DOCUMENT SEGMENT =>

Lepoglava Penitentiary (Kaznionica u Lepoglavi), also referred to in English as Lepoglava prison, is a maximum security prison in northern Croatia administrated by the Croatian Ministry of Justice. It is located in, and named after, the town of Lepoglava, Varaždin County.

Lepoglava prison served as one of the main political prisons for opponents and seditionists of various ruling regimes throughout its history.

==History==
Lepoglava prison was formed in 1854 in a monastery formerly owned by the Pauline Fathers, which was transformed by the authorities into a penitentiary (this order would wait until 2001 for a part of its property there to be returned to the bishopric). Prior to becoming one of the major Croatian penitentiaries, the prison saw widespread use in Austria-Hungary, the Kingdom of Yugoslavia, the Independent State of Croatia and Communist Yugoslavia.

WORK ORDER 1 => List every state named in the text on Lepoglava Penitentiary as one in which the prison saw widespread use.
WORK ORDER 2 => Return, copied verbatim, the passage of the text on Lepoglava Penitentiary from "Lepoglava Penitentiary (Kaznionica" up to and including "and Communist Yugoslavia.".

ENTRIES PROVIDED =>

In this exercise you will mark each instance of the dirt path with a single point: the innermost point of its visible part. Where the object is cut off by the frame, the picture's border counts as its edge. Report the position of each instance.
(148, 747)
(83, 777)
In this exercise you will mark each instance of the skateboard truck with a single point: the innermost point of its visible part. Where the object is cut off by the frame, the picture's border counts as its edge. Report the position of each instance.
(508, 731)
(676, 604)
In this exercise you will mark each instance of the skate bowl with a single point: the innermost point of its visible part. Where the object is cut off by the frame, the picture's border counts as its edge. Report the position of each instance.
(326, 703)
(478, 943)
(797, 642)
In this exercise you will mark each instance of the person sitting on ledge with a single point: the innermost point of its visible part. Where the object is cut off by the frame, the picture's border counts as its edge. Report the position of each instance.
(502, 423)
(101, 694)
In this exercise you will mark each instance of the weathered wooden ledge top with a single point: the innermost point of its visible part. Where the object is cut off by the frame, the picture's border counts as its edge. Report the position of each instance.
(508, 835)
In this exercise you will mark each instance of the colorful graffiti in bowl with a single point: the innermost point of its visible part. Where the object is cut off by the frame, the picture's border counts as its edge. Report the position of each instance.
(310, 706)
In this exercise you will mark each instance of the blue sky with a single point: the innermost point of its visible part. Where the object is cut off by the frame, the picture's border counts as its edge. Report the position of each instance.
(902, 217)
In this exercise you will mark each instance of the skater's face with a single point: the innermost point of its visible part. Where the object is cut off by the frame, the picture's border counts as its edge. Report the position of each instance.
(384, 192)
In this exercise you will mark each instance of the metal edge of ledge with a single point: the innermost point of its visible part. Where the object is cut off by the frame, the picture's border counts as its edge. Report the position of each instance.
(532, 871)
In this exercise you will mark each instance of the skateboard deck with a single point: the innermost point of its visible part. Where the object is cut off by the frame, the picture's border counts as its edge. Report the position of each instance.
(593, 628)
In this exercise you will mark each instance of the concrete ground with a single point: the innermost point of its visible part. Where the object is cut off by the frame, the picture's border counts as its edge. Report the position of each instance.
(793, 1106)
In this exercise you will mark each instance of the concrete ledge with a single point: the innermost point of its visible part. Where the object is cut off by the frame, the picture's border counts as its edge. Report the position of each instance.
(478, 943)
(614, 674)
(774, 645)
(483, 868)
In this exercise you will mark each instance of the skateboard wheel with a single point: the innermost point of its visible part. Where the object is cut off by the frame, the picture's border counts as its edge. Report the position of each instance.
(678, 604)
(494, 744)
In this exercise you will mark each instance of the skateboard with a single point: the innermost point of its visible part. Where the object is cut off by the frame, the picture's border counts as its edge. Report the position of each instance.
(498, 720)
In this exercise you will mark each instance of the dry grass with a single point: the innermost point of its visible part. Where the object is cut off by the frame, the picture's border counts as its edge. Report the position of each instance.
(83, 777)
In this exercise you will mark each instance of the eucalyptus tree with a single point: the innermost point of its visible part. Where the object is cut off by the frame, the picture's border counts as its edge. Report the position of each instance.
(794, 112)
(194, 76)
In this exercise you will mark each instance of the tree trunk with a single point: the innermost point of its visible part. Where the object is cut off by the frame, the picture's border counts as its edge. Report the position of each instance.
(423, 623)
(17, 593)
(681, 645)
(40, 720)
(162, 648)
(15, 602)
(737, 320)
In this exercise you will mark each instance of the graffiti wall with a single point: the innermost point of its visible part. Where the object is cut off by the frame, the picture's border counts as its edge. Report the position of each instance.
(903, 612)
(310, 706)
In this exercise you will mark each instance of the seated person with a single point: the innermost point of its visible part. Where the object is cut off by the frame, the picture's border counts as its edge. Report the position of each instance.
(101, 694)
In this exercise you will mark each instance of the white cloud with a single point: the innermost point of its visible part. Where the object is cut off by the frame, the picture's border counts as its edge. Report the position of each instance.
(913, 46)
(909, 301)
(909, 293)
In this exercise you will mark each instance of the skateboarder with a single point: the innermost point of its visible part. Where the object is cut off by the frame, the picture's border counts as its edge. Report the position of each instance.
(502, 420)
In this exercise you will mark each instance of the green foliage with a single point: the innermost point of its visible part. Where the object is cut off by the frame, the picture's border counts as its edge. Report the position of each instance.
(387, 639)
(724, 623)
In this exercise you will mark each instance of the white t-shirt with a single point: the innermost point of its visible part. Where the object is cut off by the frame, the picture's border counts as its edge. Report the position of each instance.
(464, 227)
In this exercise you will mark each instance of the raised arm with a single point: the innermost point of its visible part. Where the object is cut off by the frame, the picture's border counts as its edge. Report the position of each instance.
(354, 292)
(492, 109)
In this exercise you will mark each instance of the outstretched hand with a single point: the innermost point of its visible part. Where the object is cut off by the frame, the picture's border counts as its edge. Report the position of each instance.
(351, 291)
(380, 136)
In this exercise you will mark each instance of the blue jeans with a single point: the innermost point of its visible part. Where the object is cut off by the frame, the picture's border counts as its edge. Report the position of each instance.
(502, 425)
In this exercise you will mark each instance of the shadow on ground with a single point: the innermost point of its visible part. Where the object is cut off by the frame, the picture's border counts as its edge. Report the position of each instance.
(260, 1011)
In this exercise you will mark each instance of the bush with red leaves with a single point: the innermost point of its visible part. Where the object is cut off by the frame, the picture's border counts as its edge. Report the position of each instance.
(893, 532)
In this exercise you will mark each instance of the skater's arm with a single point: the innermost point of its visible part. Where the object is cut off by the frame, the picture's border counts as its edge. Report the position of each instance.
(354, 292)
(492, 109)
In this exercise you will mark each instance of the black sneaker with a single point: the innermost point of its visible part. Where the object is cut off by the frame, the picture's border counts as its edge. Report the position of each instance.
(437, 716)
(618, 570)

ANSWER SECTION 1 =>
Austria-Hungary
the Kingdom of Yugoslavia
the Independent State of Croatia
Communist Yugoslavia

ANSWER SECTION 2 =>
Lepoglava Penitentiary (Kaznionica u Lepoglavi), also referred to in English as Lepoglava prison, is a maximum security prison in northern Croatia administrated by the Croatian Ministry of Justice. It is located in, and named after, the town of Lepoglava, Varaždin County.

Lepoglava prison served as one of the main political prisons for opponents and seditionists of various ruling regimes throughout its history.

==History==
Lepoglava prison was formed in 1854 in a monastery formerly owned by the Pauline Fathers, which was transformed by the authorities into a penitentiary (this order would wait until 2001 for a part of its property there to be returned to the bishopric). Prior to becoming one of the major Croatian penitentiaries, the prison saw widespread use in Austria-Hungary, the Kingdom of Yugoslavia, the Independent State of Croatia and Communist Yugoslavia.